Aim of the task
Render each line of the entries below as a numbered list, omitting all blank lines.

┌─ Supplied records

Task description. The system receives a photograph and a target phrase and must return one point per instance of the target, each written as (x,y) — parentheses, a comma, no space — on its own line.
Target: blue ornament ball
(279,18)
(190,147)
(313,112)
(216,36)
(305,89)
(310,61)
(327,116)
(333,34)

└─

Correct answer
1. Task description. The system receives a photograph and a target phrase and must return one point per instance of the target, each written as (x,y) — parentheses, a comma, no space — on its own line.
2. Target: blue ornament ball
3. (279,18)
4. (190,147)
5. (313,112)
6. (216,36)
7. (305,89)
8. (310,61)
9. (327,116)
10. (333,34)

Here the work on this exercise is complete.